Transcribe the records below. Leave every line exactly as written.

(Free-text object descriptions)
Segment Open

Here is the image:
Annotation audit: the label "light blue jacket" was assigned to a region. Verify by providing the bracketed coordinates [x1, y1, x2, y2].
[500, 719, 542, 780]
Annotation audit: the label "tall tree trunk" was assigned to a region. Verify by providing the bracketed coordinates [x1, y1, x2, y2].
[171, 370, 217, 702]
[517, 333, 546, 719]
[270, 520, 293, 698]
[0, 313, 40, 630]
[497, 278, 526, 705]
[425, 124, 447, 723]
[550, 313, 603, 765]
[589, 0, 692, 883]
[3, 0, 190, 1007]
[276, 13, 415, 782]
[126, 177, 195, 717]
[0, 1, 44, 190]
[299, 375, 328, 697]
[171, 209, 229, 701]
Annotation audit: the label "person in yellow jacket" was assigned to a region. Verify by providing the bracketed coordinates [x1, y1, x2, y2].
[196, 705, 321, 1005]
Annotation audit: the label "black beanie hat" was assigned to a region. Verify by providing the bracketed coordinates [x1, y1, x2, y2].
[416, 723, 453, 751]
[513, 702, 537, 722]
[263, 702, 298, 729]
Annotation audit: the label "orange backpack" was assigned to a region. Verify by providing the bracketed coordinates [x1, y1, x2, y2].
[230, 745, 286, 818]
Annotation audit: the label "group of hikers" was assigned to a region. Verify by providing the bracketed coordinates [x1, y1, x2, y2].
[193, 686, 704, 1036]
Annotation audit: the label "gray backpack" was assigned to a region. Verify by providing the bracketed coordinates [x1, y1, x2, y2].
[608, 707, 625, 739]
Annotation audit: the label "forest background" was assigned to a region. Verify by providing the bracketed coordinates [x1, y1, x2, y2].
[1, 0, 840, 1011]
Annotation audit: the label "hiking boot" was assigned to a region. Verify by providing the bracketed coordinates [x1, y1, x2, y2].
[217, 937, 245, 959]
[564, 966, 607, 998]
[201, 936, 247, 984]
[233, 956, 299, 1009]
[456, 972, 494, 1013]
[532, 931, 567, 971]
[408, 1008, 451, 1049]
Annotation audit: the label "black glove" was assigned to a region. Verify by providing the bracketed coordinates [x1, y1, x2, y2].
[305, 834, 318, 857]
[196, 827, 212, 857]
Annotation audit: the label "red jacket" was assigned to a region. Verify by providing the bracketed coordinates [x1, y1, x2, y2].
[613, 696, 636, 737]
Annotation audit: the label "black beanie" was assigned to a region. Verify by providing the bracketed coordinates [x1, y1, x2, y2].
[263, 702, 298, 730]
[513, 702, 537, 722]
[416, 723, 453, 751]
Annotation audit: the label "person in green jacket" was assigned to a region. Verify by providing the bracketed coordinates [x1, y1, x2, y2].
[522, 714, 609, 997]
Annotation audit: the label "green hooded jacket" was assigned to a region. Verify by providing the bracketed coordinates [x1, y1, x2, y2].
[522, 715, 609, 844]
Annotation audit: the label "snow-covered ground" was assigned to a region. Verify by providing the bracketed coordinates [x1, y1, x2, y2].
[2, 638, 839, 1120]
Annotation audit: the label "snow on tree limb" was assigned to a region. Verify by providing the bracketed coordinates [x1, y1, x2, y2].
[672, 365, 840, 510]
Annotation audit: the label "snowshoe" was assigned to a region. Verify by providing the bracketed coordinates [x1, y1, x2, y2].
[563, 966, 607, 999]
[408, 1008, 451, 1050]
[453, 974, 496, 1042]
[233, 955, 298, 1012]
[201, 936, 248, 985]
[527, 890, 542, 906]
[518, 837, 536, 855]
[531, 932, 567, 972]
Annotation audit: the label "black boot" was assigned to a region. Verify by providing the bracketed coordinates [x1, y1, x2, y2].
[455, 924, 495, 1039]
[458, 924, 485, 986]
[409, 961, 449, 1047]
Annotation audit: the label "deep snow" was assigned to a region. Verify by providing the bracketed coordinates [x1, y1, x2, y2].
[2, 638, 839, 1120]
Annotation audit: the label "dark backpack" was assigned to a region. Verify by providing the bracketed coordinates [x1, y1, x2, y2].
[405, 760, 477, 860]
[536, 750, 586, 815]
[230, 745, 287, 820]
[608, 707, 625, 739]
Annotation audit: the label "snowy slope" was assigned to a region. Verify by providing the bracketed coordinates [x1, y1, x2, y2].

Segment Closed

* [Result below]:
Here is the image:
Annotation audit: the label "light blue jacket" was assigned to a region. Verify by providing the bracketed coordinates [x1, y1, x2, y2].
[500, 719, 542, 780]
Annotation audit: the label "tall tree trunk" was assigned to a region. Verify by providing the bracketed coordinates [x1, y1, x2, y2].
[171, 370, 217, 702]
[517, 333, 546, 719]
[270, 520, 293, 698]
[0, 313, 40, 630]
[497, 278, 526, 705]
[425, 124, 447, 723]
[550, 313, 603, 765]
[589, 0, 692, 883]
[3, 0, 190, 1007]
[276, 13, 415, 782]
[126, 177, 195, 717]
[0, 1, 44, 190]
[299, 375, 328, 697]
[171, 209, 229, 701]
Annotation audit: the label "person in yellow jacket" was assigned to a region. Verify by providing the bracketed coordinates [x1, y1, x2, y2].
[196, 705, 321, 1005]
Annotation audit: the label "black beanie hat" was assigned to a region. Verify by providing the bracketed coordinates [x1, y1, x2, y2].
[416, 723, 453, 751]
[513, 702, 537, 722]
[263, 702, 298, 729]
Annotation audit: the label "orange backpack" was assigned to a region. Verify by providing the bracketed coordinates [x1, y1, x2, y2].
[230, 745, 286, 818]
Annotation audit: the label "group of hikers" was assigned to a region. Verify by providing the bracketed coordinates [x1, y1, x2, y2].
[193, 686, 704, 1036]
Annotation audit: the label "gray backpack" was assigned to a region. Verify by providing the bracketed coordinates [x1, y1, x2, y2].
[608, 707, 625, 739]
Annotation audit: the label "forest background" was assigned to a region. Verify by providing the bracketed coordinates [x1, y1, x2, y2].
[1, 0, 840, 1011]
Annotation audit: the label "hiking boot" was assigned to a region. Verify by providing the bracketed coordinates [x1, y1, x2, y2].
[217, 937, 245, 959]
[564, 966, 607, 998]
[201, 936, 247, 984]
[233, 956, 299, 1009]
[456, 972, 494, 1013]
[532, 931, 567, 971]
[408, 1008, 451, 1049]
Annotation audit: the label "black glove" was assigned to a region. Verify by providing the bracketed coordinates [x1, y1, x2, y2].
[305, 834, 318, 857]
[196, 827, 212, 857]
Annotation audit: the label "red jacket" was assigned to a region. Verify by providing the bracketed coordinates [x1, y1, x2, y2].
[613, 696, 636, 737]
Annotation audit: the label "black beanie" was assigned to a region. Verify by providing the bracketed coordinates [x1, y1, x2, y2].
[263, 702, 298, 730]
[513, 702, 537, 722]
[416, 723, 453, 751]
Annotation audit: the label "person in green jacket" was assigned to a region. Verify by providing the bracketed coordinates [x1, y1, x2, y2].
[522, 714, 609, 997]
Annotation audit: the label "green hooded jacket" was assigned to a region. Verify by providing the bracketed coordinates [x1, y1, x2, y2].
[522, 715, 609, 844]
Annotation audit: the label "snow-covered ground" was assigned to a region. Verify by providing the bracketed coordinates [x1, y1, x2, y2].
[2, 638, 839, 1120]
Annotation audit: the label "snow on tree limb" was assigned to a region. Verify by providing the bracketed coordinates [x1, y1, x2, y2].
[672, 365, 840, 510]
Annotation audit: the label "snowshoe" was assigned to a region. Verify by providing the bracketed coordinates [x1, y1, x2, y2].
[563, 966, 607, 999]
[408, 1008, 451, 1050]
[453, 974, 496, 1042]
[233, 955, 298, 1012]
[201, 936, 248, 985]
[527, 890, 542, 906]
[518, 837, 536, 855]
[531, 932, 567, 972]
Annotation audit: the label "black boot" was assigned to a region. Verify by providing the bracketed coordinates [x1, y1, x2, y2].
[455, 924, 495, 1039]
[458, 924, 485, 986]
[409, 961, 449, 1047]
Annotation audit: the label "deep snow" was assigned to a region. Verify by providing the bracketed coordinates [x1, y1, x2, y2].
[2, 638, 839, 1120]
Annotation audit: the label "dark backpack" was assigned to a region. Verify by providing the bracketed coordinates [x1, y1, x2, y2].
[405, 760, 477, 860]
[536, 750, 586, 815]
[230, 745, 287, 820]
[608, 707, 625, 739]
Annotation audit: the label "snowy slope" was assigned to a region. Verify by providing the bracketed coordinates [x1, y1, x2, y2].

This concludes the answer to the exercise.